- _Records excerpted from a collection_

▼▼▼

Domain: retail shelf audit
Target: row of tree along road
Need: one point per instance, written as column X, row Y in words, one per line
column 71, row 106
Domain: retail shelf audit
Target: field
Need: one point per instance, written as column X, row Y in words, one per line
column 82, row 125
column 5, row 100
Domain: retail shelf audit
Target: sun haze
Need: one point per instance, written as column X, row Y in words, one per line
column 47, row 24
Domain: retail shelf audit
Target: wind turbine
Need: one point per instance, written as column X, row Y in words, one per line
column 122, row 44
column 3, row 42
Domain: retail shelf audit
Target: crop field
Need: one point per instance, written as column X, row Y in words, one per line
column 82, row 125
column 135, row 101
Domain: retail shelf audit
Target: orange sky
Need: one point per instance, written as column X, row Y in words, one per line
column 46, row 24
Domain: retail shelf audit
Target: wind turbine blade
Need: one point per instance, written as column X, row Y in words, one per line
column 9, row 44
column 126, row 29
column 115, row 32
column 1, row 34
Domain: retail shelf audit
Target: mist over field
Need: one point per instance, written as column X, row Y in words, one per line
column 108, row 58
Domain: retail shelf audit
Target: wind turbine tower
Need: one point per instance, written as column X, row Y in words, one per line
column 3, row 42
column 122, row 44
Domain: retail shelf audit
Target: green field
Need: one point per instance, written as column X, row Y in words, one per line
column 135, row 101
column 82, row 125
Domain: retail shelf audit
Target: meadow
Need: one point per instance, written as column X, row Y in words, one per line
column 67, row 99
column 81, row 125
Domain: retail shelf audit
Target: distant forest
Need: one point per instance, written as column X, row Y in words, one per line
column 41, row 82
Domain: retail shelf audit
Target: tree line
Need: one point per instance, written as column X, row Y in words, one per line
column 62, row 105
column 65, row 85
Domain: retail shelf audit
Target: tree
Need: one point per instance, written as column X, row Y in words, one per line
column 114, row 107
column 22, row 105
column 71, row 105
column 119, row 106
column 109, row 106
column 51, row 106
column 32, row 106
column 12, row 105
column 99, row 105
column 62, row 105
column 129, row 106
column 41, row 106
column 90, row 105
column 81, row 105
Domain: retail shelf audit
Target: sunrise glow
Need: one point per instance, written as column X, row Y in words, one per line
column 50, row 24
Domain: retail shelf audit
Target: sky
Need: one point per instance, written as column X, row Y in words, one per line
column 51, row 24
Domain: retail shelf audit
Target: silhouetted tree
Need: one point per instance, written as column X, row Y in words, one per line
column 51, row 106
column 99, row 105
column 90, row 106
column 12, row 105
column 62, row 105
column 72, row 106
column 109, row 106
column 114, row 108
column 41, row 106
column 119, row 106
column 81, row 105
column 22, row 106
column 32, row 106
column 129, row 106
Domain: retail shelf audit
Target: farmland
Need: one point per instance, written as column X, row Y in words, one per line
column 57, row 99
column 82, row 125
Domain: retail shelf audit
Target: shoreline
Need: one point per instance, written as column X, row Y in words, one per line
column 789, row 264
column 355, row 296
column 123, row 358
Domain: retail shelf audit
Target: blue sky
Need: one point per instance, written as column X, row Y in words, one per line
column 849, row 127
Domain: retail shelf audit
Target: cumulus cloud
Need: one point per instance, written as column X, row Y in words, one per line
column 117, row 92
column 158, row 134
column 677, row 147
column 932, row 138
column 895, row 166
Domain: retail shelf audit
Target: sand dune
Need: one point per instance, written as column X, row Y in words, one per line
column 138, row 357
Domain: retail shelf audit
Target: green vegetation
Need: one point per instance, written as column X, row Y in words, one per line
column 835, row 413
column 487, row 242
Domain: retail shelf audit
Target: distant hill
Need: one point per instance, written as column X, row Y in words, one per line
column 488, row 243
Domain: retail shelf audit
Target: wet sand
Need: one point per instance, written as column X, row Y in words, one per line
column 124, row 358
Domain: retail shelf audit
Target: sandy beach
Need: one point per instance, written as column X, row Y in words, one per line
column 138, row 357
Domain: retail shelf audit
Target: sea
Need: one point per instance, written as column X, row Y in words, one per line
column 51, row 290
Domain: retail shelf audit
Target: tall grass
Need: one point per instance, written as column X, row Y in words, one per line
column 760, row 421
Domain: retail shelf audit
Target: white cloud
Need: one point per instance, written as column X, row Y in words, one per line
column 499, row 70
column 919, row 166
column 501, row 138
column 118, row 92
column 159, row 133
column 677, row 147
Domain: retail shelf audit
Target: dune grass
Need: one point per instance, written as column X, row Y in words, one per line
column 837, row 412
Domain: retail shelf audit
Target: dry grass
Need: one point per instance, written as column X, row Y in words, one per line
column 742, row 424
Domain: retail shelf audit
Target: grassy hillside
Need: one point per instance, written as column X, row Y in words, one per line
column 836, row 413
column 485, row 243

▲▲▲

- _What is needed_
Return every line of the records that contains the word "cloud", copying each one in full.

- _Expected output_
Target: cumulus cloud
Target: white cloud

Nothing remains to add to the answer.